2/24/2007



Ugh...I'm going to be sick

I was checking out Joe Rogan's website a few days ago, where he was talking about how great it felt to have such a ton of public support after his favorite club and agent both dropped him.

He also said that a few folks have been less than gracious, and included a nasty note that some woman had left him on his myspace page. As you might expect from a comedian who's got a reputation for annihilating hecklers, Rogan goes off.

There were some jpg's pasted in to show the woman, and Joe Rogan points out that this is what a Carlos Mencia fan looks like. The jpg's were broken, and I wondered if that was a part of the whole DMCA bullshit that was going on at the time.

######

PROBLEM 1
In the blog post about Joe Rogan's website, why does the writer say Rogan's reaction to the nasty note on his MySpace page was to be expected? Answer in one to three sentences.
PROBLEM 2
Write the next part of the blog post about Joe Rogan's website, picking up after its last sentence.

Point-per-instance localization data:

######

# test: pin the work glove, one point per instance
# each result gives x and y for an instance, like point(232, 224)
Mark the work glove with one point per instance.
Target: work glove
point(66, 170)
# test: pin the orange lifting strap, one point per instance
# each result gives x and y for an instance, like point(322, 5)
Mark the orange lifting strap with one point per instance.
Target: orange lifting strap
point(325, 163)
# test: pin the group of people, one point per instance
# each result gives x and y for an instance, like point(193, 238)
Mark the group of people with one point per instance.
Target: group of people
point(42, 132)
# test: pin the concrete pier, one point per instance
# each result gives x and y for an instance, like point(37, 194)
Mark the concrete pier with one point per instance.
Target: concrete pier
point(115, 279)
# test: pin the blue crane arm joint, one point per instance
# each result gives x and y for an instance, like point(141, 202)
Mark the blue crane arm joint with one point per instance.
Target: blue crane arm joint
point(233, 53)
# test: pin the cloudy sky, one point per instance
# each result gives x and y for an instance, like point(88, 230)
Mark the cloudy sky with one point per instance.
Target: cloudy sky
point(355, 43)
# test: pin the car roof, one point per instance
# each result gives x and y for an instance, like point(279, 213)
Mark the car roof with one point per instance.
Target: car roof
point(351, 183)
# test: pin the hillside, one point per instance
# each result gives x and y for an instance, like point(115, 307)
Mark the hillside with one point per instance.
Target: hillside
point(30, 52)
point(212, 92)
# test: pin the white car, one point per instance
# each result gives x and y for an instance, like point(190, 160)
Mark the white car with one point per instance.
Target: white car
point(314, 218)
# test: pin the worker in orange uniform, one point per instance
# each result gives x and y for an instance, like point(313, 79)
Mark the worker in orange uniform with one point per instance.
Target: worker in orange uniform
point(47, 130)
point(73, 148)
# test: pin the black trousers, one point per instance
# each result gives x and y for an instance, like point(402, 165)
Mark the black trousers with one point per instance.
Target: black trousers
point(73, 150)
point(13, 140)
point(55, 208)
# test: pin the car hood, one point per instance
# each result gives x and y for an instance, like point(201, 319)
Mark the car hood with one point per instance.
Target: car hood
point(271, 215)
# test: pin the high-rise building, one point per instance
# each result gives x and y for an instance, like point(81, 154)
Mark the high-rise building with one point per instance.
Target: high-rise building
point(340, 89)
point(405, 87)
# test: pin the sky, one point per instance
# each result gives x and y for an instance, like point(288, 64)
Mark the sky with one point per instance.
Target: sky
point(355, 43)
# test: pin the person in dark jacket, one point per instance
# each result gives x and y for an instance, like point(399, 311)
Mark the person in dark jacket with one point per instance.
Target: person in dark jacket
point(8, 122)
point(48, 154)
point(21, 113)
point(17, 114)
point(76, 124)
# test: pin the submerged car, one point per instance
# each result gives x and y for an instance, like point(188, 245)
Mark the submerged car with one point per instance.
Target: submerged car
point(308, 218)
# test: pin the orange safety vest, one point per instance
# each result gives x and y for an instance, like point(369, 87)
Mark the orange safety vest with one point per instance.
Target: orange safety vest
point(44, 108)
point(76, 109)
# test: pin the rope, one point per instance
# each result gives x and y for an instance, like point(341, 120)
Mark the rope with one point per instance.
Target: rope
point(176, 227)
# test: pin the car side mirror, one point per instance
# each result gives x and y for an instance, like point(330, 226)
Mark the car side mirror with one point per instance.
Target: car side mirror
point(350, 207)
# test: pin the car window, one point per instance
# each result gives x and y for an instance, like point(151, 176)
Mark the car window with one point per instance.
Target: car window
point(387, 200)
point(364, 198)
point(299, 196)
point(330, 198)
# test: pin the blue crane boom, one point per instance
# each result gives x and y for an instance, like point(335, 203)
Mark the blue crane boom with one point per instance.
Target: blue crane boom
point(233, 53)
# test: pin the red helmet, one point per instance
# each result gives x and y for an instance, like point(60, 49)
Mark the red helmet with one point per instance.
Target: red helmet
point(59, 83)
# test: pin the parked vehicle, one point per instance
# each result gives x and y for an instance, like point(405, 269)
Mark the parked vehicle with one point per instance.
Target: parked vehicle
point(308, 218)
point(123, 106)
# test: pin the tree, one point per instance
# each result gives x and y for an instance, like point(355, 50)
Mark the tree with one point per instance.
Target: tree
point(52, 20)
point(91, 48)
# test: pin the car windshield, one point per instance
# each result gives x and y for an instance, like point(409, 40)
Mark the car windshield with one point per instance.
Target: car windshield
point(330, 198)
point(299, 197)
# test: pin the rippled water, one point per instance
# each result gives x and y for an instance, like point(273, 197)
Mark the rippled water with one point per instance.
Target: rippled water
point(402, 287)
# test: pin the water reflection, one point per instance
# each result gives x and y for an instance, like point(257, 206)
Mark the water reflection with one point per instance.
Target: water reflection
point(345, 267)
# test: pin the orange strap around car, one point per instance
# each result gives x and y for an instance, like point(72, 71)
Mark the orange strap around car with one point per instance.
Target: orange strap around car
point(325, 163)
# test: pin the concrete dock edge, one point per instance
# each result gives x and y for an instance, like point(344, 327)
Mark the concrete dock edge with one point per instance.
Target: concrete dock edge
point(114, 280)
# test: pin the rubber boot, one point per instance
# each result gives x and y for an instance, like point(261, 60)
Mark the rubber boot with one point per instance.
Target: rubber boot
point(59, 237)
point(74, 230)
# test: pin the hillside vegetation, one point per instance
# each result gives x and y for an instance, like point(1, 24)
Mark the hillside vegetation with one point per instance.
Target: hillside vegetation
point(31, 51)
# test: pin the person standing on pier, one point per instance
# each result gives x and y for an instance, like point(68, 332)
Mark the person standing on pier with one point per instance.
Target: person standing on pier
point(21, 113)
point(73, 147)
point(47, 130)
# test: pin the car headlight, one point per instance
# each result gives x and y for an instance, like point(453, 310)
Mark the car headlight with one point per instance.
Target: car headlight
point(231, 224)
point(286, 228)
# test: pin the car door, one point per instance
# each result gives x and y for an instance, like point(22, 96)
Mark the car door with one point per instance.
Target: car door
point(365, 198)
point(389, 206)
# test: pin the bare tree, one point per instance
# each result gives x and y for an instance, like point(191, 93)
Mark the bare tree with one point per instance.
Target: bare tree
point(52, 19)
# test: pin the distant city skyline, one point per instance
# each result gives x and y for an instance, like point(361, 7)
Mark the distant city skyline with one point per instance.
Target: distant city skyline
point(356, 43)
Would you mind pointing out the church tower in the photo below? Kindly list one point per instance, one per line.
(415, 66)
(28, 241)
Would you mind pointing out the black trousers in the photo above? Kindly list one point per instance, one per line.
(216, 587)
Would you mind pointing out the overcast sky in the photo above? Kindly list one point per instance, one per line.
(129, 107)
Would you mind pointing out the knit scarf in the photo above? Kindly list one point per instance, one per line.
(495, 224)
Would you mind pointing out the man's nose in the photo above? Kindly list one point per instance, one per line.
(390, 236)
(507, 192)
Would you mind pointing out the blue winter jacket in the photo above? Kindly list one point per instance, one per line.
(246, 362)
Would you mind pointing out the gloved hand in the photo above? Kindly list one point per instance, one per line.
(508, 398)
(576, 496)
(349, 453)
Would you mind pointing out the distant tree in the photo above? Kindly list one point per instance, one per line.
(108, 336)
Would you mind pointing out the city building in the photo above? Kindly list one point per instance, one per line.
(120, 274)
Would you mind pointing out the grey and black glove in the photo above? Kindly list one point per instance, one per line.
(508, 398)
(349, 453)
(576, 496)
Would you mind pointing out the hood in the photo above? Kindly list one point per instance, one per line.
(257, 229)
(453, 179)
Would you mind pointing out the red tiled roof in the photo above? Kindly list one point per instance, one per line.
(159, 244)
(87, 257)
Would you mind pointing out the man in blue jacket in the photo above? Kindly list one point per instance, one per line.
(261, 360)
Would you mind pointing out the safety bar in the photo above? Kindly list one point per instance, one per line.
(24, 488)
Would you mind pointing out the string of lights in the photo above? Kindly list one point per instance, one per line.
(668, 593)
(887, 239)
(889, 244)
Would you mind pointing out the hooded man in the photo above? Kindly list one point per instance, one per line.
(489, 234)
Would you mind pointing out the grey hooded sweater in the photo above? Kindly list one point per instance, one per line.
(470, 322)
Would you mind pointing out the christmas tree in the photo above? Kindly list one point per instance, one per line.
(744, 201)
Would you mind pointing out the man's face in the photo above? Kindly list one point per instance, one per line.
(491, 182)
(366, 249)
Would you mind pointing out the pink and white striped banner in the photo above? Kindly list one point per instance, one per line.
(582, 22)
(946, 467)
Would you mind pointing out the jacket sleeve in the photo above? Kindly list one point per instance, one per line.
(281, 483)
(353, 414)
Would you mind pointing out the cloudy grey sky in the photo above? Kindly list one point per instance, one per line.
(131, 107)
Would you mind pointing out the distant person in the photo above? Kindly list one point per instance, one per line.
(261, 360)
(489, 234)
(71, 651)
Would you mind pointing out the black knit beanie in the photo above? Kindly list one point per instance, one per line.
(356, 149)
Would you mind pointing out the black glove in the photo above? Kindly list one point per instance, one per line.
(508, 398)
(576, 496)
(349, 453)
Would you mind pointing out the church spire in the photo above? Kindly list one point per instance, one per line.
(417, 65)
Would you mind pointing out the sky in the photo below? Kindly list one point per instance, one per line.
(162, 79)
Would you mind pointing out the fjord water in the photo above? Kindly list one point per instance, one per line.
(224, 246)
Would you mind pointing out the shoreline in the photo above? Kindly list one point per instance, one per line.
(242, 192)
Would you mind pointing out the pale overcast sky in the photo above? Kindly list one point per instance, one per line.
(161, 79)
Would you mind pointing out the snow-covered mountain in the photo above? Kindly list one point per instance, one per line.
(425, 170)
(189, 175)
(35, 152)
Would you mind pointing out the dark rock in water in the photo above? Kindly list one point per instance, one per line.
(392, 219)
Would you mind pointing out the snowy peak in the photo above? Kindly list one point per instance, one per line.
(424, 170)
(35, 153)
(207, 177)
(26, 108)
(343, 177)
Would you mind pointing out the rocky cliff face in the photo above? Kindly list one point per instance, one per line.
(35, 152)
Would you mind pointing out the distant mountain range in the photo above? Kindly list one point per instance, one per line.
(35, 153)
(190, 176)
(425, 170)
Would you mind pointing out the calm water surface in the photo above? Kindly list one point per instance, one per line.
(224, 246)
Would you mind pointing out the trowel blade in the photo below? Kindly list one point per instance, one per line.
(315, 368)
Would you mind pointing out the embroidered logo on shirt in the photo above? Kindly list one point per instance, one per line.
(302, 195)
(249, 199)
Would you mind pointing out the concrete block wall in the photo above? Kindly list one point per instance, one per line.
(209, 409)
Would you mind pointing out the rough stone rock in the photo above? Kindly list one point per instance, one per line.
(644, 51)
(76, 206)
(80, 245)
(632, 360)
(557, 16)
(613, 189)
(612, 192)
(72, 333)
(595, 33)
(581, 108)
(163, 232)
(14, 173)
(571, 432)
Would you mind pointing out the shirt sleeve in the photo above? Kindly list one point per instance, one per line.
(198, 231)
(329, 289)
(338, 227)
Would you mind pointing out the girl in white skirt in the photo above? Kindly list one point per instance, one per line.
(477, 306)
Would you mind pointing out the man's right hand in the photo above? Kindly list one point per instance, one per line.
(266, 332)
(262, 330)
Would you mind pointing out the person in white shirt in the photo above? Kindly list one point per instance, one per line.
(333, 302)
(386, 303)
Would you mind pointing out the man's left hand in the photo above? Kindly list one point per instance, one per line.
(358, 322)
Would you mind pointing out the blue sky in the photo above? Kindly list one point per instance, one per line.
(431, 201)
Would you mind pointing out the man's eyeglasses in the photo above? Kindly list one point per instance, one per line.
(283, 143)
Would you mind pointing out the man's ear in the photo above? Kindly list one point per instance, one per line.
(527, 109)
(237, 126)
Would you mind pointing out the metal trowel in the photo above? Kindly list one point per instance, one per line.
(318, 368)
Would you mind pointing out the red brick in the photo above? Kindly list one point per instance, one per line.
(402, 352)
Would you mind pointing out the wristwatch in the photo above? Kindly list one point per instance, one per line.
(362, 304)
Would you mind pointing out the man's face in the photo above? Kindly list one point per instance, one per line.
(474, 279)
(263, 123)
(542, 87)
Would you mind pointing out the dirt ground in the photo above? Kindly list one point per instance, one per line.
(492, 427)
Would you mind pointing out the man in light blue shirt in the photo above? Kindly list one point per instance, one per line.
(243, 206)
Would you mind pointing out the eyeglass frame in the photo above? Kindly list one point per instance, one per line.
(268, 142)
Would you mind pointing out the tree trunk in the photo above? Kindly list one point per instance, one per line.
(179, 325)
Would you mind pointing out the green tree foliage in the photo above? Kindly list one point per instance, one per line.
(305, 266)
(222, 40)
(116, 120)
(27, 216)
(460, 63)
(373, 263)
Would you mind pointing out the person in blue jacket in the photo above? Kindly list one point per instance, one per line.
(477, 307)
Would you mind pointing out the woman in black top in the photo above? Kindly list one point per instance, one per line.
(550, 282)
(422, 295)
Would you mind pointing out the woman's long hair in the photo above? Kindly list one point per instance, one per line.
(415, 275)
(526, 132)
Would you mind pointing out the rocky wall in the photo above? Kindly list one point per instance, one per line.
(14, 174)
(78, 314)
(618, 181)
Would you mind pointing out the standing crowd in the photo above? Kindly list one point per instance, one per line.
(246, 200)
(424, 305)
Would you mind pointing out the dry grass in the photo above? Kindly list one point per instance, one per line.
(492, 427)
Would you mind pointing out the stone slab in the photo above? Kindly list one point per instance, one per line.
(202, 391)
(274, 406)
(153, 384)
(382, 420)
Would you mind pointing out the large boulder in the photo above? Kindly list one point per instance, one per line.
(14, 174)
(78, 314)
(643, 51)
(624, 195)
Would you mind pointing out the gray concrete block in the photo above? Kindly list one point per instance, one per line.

######

YOUR RESPONSE 1
Rogan is a comedian with a reputation for annihilating hecklers. So it is no surprise that he goes off on the woman who left the note.

YOUR RESPONSE 2
But then I went back yesterday, and the photos were up. Oh my god, I'm going to hurl. Yeah, this is one nasty woman. And the reality is, these are photos that she posted of herself! Whenever I see something like this, I have a sort of Jerry Springer-esque reaction, hoping that this is fake, then instantly realizing that there are people like this all over the country. Take a look for yourself:







This woman looks like she's bobbing for fried ice cream. I think that stripper had a cheeseburger in his thong to induce that kind of feeding frenzy from this woman. It's just all too awful...the feathered hair, the '80s Tootsie glasses, the 'glandular issues'....ugh. And that poor stripper...he looks like he's going to be asphyxiated between that woman's thighs.

And the saddest thing of all is that you just know that this is the one of the hottest sexual experiences of this woman's life. A part of me really wants to know who this woman is. I thought about trying to track down her myspace profile, but let's face it, my tolerance for interminable page loads is almost nil. My first reaction is nausea. Then I feel just awful thinking about her life. Then I just get kind of angry.

I mean, who the hell is this woman to proffer her useless opinion on someone else's life?!?! What the fuck gives her the right to be anyone's barometer of acceptability?!?!? Why is this fucking failure of a human being out in the world trying to tell other people anything at all?!?!?!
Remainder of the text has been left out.